**Stored dataset items**
***

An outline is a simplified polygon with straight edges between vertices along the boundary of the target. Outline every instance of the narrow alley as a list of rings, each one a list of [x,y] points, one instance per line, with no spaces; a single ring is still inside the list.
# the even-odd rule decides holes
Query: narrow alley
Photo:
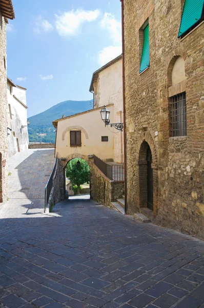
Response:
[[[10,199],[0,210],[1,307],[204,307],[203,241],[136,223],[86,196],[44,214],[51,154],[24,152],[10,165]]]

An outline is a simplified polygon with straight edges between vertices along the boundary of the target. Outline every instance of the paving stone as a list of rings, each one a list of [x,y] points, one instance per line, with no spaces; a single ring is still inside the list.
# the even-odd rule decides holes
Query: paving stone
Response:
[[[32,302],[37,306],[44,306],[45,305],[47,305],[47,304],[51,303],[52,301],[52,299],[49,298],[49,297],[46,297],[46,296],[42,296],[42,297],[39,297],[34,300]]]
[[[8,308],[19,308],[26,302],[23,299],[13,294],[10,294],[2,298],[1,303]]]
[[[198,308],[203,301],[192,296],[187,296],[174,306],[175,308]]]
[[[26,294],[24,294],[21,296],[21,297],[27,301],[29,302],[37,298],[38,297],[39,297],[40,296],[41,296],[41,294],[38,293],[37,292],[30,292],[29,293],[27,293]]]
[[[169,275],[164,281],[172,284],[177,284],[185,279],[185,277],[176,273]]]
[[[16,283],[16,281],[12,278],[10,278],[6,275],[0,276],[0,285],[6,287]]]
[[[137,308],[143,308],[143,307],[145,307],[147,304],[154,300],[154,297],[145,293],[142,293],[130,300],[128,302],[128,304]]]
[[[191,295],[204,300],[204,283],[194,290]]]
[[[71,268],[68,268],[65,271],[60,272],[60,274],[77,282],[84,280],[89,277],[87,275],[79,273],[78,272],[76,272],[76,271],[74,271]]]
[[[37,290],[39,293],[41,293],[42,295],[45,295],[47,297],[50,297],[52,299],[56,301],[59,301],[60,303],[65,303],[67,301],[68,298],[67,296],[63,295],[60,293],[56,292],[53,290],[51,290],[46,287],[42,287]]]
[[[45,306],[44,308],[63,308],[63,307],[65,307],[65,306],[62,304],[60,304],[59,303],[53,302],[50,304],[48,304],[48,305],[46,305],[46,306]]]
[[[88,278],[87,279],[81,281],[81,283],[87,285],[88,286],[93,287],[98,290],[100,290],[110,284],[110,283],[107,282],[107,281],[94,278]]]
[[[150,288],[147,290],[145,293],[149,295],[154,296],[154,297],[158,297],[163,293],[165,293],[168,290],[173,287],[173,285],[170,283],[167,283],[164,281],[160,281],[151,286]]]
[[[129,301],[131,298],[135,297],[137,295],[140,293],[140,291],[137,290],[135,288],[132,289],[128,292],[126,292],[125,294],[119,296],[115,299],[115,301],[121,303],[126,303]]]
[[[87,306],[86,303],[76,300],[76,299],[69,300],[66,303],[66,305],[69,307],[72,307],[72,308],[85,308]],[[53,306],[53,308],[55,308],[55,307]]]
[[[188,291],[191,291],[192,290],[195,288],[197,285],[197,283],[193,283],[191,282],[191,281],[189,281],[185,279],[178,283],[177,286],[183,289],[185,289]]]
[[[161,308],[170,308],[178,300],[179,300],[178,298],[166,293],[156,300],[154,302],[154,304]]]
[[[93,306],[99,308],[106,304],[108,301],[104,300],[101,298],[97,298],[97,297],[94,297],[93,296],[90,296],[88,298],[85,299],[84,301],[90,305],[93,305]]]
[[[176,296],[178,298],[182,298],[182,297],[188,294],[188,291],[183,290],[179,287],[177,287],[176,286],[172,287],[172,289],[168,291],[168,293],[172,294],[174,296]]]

***

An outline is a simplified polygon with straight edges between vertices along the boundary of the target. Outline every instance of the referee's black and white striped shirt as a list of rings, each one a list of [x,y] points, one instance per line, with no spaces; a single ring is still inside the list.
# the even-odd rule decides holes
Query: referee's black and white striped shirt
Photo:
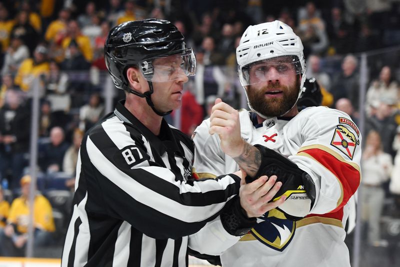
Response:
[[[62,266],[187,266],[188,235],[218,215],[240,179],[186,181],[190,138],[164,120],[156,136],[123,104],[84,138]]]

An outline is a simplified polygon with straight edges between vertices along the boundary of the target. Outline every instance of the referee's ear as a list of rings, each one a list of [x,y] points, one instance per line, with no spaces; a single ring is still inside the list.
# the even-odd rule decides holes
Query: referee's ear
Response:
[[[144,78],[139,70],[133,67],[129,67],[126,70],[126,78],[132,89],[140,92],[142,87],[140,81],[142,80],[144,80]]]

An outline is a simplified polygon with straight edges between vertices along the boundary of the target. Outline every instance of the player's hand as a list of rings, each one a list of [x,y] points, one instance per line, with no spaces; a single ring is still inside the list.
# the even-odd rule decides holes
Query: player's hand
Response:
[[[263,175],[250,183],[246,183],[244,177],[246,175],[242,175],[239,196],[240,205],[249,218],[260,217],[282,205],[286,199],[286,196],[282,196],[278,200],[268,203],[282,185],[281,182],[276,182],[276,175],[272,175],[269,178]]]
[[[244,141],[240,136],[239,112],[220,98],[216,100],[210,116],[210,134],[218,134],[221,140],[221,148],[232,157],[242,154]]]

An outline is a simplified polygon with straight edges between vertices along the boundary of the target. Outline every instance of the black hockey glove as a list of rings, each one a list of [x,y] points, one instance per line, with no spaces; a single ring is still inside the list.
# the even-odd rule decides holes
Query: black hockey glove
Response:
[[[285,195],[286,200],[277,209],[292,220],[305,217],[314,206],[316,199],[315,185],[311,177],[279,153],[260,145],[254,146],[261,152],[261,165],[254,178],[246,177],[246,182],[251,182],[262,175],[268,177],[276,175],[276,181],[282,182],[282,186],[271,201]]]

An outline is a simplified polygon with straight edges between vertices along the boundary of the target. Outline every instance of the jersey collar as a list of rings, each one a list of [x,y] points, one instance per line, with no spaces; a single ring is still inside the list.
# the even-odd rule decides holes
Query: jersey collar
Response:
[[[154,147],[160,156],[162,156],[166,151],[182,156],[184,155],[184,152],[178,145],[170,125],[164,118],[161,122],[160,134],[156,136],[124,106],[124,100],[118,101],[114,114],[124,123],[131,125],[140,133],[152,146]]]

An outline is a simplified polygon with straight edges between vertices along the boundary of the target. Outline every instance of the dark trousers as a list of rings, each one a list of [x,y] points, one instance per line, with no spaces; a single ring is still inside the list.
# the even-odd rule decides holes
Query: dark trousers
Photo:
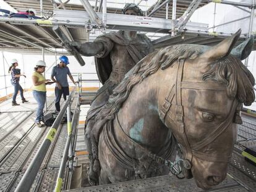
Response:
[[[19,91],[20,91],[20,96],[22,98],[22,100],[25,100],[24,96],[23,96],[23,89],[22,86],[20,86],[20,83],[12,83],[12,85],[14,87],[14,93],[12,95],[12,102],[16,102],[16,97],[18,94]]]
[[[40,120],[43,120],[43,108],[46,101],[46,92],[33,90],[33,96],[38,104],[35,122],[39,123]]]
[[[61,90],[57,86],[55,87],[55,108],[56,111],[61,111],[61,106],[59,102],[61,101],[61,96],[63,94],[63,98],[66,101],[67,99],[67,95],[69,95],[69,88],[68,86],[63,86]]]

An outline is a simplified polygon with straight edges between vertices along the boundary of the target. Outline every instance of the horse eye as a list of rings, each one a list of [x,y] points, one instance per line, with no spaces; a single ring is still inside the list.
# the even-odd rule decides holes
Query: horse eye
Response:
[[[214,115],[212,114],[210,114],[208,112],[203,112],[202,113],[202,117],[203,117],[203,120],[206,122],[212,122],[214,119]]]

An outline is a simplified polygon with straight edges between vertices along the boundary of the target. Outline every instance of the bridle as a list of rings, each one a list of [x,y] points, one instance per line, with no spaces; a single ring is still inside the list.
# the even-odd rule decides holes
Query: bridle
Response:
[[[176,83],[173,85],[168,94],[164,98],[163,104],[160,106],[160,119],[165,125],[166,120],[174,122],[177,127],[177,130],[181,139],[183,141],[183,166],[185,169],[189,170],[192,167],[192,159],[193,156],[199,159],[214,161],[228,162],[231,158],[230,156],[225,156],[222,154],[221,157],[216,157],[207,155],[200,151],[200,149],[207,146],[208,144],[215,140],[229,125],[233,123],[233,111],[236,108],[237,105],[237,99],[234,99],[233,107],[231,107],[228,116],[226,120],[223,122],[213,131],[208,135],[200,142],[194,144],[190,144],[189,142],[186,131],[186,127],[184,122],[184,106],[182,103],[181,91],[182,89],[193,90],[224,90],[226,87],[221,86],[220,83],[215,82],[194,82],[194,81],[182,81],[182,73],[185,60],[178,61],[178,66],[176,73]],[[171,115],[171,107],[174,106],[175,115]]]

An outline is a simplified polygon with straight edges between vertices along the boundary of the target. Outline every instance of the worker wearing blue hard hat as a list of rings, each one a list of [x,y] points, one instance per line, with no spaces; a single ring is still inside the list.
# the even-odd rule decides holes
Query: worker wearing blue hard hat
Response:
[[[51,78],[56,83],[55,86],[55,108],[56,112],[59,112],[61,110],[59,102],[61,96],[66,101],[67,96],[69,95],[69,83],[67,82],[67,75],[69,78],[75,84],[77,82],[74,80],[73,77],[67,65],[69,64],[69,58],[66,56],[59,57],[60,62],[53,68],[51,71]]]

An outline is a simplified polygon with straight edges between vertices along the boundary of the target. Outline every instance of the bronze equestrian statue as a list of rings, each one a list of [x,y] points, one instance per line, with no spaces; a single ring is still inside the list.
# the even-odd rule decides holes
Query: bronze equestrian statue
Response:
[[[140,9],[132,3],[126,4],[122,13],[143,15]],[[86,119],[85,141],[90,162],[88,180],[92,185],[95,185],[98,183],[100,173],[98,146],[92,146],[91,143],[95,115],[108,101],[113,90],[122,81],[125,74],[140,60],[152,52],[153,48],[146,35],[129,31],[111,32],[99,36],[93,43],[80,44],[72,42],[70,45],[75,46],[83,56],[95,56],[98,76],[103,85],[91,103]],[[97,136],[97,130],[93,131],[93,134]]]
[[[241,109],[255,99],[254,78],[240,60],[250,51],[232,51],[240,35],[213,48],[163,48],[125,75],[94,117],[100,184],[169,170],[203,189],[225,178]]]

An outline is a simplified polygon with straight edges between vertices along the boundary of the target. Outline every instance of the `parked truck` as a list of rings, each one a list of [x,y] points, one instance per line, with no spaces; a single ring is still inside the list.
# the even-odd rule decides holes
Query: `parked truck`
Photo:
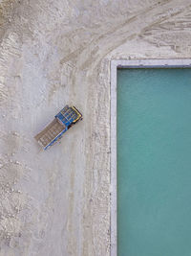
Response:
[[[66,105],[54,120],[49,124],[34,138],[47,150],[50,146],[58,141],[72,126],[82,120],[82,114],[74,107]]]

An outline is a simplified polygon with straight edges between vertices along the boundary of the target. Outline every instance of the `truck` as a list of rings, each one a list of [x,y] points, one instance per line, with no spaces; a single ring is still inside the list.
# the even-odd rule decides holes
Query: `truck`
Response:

***

**The problem**
Gather every line in the records above that contains the word "alley", and copy each of those lines in full.

**Correct output**
An outline is a simplified polygon with straight edges between vertices along the boundary of the target. Outline every instance of the narrow alley as a list of rings, each one a list of [x,y] points, one instance per line, with no spaces; a single ring is still inside the list.
Query: narrow alley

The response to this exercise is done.